Your objective - Every entry in the data below needs to be repeated exactly.

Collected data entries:
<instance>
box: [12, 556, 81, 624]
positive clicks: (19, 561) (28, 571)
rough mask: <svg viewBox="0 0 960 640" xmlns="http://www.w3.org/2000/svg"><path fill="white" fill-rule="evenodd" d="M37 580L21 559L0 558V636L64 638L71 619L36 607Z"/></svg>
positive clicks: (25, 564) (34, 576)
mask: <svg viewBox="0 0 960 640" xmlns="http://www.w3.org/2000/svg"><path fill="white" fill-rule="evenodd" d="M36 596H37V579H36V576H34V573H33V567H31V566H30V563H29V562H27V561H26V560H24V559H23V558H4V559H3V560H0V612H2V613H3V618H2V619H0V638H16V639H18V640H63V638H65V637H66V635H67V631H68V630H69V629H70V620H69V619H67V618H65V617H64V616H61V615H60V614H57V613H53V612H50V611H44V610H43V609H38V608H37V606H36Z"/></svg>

Response box -
<instance>
box: [12, 556, 81, 624]
positive clicks: (19, 561) (28, 571)
rough mask: <svg viewBox="0 0 960 640" xmlns="http://www.w3.org/2000/svg"><path fill="white" fill-rule="evenodd" d="M37 580L21 559L0 558V636L64 638L71 619L36 607Z"/></svg>
positive clicks: (25, 564) (34, 576)
mask: <svg viewBox="0 0 960 640" xmlns="http://www.w3.org/2000/svg"><path fill="white" fill-rule="evenodd" d="M36 596H37V579H36V576H34V573H33V567H31V566H30V563H29V562H27V561H26V560H24V559H23V558H4V559H3V560H0V612H2V613H3V618H2V619H0V638H16V639H18V640H63V638H65V637H66V635H67V631H68V630H69V629H70V620H69V619H67V618H65V617H64V616H61V615H60V614H57V613H53V612H50V611H44V610H43V609H38V608H37V606H36Z"/></svg>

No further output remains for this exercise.